___ Source text
Human sustainability: A psychosomatic issue
What must be primarily and ultimately considered is that, work, projects, and corporations – whether aiming at a sustainable world or not – must view individuals engaged in professional programs as top priority. In other words, there must be a shift of focus: personal and interpersonal harmony coming first. Contextual balance will emerge as a subsequent goal, respecting this fundamental harmony without which no project can be regarded as sustainable, fair or acceptable. The human being is the center (the “text”), the agent to whom a prospective sustainable world (“context”) contributes. The world depends on such agent, and not the reverse. There is no such thing as a harmonious context without a harmonized agent or subject.
Demands at work are often stressful, imposing pressure upon the human mind, body and soul. The result is that, the more the professional world aims at increasing productivity, paradoxically, the more it brings about a decrease in efficiency and in positive results. The professional context is often a source of mental disorders and psychosomatic ailments. In this sense, productivity and sustainability have actually become a psychosomatic issue, to be handled by health-care professionals.
Technology and the Homo Sapiens
Developments in the area of artificial intelligence have systematically been praised as the central process to be encouraged, and regarded as the ultimate achievement and goal of human existence. Artificial intelligence is expected to replace and transcend human intelligence, and even do without it. However, subjective and human intelligence cannot be subjected to and dominated by the technological context that the human mind and knowledge has generated throughout history. Man, conceived as creator, cannot be surpassed and submerged by its “creature”.
Awareness, self-discovery and internal development are a must. Psychoanalysis, psychotherapy, meditation, religion and alternative practices play a fundamental part in boosting the Self – which according to C. G. Jung, is the center, the goal, and the axis along which “individuation” and human growth gradually unfold and gain tangible form. Self-awareness and a deep knowledge of our uniqueness as individual human beings are instruments of resistance and of reassertion of the very humanity of the human kind. Instead of serving an artificially governed reality, the technological context must serve us and contribute to our human sustainability.
______
___ Entries shown
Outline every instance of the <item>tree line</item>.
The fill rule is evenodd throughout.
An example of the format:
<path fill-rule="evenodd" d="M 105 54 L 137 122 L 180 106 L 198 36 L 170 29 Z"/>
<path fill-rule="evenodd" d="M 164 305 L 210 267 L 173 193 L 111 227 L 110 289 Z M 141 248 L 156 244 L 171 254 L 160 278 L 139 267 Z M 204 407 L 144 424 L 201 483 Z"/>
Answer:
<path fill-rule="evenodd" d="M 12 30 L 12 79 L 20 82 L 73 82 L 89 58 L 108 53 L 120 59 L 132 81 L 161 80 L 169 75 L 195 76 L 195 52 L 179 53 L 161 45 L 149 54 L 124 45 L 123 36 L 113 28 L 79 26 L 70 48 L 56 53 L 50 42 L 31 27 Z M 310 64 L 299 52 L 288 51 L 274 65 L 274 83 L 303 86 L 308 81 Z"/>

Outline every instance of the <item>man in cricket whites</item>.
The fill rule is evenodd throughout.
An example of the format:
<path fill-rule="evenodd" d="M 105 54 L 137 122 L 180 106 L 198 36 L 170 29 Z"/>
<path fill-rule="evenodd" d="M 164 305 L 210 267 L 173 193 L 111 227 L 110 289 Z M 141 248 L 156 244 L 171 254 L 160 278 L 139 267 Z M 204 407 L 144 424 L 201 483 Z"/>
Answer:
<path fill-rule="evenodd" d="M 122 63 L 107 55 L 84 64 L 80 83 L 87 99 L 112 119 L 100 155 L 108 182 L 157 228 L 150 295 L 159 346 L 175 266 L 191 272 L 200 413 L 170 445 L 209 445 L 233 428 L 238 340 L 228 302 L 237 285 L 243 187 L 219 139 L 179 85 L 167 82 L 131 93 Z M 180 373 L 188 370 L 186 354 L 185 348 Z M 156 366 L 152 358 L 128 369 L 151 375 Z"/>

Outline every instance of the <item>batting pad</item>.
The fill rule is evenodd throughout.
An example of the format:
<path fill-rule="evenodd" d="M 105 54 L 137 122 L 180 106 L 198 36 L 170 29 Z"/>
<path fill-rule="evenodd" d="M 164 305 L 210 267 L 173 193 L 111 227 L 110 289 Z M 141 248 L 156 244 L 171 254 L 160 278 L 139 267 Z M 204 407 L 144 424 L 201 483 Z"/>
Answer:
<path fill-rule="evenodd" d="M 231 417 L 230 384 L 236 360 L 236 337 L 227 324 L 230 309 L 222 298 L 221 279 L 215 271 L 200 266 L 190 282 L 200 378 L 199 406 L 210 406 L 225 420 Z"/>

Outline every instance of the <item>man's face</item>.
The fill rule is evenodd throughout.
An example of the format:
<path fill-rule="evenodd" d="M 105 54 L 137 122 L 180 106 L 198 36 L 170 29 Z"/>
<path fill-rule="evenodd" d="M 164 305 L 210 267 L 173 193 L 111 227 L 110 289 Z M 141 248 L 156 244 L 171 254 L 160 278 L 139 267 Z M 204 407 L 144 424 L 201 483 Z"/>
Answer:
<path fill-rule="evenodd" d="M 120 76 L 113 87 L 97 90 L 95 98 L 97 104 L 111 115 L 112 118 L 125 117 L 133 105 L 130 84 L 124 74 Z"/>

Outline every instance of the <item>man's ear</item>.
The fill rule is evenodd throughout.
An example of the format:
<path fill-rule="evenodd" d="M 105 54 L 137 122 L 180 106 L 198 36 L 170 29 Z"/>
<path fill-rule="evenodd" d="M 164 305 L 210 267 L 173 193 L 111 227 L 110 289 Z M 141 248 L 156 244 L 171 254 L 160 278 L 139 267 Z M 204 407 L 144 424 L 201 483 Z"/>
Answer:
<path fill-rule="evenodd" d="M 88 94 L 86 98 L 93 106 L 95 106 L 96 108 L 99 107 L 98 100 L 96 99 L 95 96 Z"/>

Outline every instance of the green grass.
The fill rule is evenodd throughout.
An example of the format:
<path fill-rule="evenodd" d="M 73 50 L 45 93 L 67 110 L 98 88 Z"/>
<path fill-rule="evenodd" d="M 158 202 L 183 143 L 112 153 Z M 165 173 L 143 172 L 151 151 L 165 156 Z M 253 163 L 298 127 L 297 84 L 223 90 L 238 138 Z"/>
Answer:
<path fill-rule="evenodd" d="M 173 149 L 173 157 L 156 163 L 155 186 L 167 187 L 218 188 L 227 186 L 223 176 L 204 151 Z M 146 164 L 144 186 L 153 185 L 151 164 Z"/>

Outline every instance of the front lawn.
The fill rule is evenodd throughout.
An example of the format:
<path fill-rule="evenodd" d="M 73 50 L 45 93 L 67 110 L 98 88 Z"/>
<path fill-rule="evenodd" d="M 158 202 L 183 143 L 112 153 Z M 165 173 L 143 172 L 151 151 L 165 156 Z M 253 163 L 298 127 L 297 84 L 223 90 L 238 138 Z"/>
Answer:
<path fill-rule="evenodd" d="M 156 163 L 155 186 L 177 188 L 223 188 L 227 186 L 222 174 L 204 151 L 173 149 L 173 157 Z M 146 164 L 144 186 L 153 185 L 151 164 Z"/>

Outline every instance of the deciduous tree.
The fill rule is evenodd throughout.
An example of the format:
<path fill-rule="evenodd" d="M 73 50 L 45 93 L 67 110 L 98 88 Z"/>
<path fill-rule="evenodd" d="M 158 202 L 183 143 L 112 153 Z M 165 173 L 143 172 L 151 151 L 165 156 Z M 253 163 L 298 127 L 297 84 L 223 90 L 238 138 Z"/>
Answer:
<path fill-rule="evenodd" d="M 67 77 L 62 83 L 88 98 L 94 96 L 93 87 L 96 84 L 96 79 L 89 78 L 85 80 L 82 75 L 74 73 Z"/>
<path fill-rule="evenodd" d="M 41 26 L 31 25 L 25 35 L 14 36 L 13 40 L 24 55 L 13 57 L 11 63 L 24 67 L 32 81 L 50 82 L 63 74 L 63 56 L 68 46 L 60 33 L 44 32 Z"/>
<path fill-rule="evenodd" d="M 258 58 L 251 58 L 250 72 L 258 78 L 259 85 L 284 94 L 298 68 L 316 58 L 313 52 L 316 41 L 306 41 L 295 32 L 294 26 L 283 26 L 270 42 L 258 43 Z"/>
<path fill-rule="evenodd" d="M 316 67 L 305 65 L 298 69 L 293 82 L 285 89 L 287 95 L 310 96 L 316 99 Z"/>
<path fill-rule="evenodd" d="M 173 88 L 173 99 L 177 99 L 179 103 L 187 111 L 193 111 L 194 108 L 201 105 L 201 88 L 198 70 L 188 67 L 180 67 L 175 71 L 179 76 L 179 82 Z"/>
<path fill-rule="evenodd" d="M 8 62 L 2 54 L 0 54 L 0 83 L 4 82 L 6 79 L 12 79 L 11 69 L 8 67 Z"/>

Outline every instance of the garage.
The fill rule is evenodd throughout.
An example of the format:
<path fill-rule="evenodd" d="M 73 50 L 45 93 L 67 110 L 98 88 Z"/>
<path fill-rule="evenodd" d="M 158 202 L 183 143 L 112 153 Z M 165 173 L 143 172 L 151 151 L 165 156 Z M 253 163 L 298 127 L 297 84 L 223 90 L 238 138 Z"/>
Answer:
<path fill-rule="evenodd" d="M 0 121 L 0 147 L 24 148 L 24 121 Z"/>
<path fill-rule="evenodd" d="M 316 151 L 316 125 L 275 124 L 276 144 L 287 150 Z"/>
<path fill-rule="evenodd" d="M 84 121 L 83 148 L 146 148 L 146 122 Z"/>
______
= Work request =
Reproduce word for word the part of the text on human sustainability that opens with the words containing "Awareness, self-discovery and" and closes with "our human sustainability.".

= Exercise answer =
Awareness, self-discovery and internal development are a must. Psychoanalysis, psychotherapy, meditation, religion and alternative practices play a fundamental part in boosting the Self – which according to C. G. Jung, is the center, the goal, and the axis along which “individuation” and human growth gradually unfold and gain tangible form. Self-awareness and a deep knowledge of our uniqueness as individual human beings are instruments of resistance and of reassertion of the very humanity of the human kind. Instead of serving an artificially governed reality, the technological context must serve us and contribute to our human sustainability.